* _DATA RECORDS_:
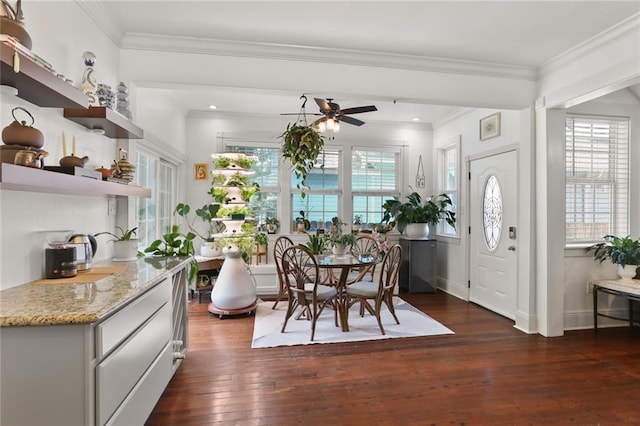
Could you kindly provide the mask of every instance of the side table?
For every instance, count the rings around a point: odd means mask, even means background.
[[[640,302],[640,281],[639,280],[596,280],[591,281],[593,286],[593,328],[598,330],[598,317],[605,317],[619,321],[627,321],[627,318],[615,317],[613,315],[598,312],[598,293],[611,294],[622,297],[629,304],[629,326],[633,327],[640,320],[633,316],[633,302]]]

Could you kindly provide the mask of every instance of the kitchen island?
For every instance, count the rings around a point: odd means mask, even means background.
[[[186,351],[189,262],[0,291],[0,424],[143,424]]]

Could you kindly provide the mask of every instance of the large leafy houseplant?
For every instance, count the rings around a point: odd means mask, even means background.
[[[617,237],[605,235],[605,241],[587,248],[593,251],[594,260],[602,263],[609,259],[614,265],[640,265],[640,238],[634,240],[629,235]]]
[[[445,220],[455,228],[456,214],[450,210],[452,206],[451,198],[447,194],[431,196],[423,202],[420,194],[412,192],[404,203],[397,198],[385,200],[382,205],[384,210],[382,221],[384,223],[395,221],[401,234],[410,223],[437,225]]]
[[[293,171],[300,182],[297,187],[304,198],[304,188],[309,188],[307,175],[315,166],[318,155],[324,147],[324,137],[310,126],[289,123],[287,129],[280,135],[282,138],[282,156],[288,158]]]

* _TASK DIRECTIONS_:
Recast the data above as a two-column CSV with the headers instruction and response, giving one row for each text and its answer, each in a single quoted field with line breaks replaced by spaces. Leave out the pictures.

* _SOLUTION TO THIS EXERCISE_:
instruction,response
"Could you kindly provide the mask of every instance of the side table? For every instance, count the rings around a point: odd means mask, even means background.","[[[640,302],[640,281],[639,280],[596,280],[591,281],[593,286],[593,328],[598,330],[598,317],[605,317],[619,321],[627,321],[627,318],[615,317],[613,315],[598,312],[598,293],[611,294],[622,297],[629,304],[629,326],[633,327],[640,320],[633,316],[633,302]]]"
"Could you kindly provide the mask of every instance of the kitchen island? For every instance, count the rings around a point: odd means mask, even means background.","[[[186,351],[189,262],[0,291],[0,424],[143,424]]]"
"Could you kindly provide the mask of every instance of the large leafy houseplant? For every instance, count the rings around a point: odd means mask, even means background.","[[[617,237],[605,235],[605,241],[587,248],[593,251],[594,260],[602,263],[609,259],[614,265],[640,265],[640,238],[634,240],[629,235]]] [[[445,220],[455,228],[456,214],[450,210],[452,206],[451,198],[447,194],[431,196],[423,202],[420,194],[412,192],[404,203],[397,198],[385,200],[382,205],[384,210],[382,221],[384,223],[395,221],[401,234],[410,223],[437,225]]] [[[293,171],[300,182],[297,187],[304,198],[304,188],[309,188],[307,175],[315,166],[318,155],[324,147],[324,137],[310,126],[289,123],[287,129],[280,135],[282,138],[282,156],[288,158]]]"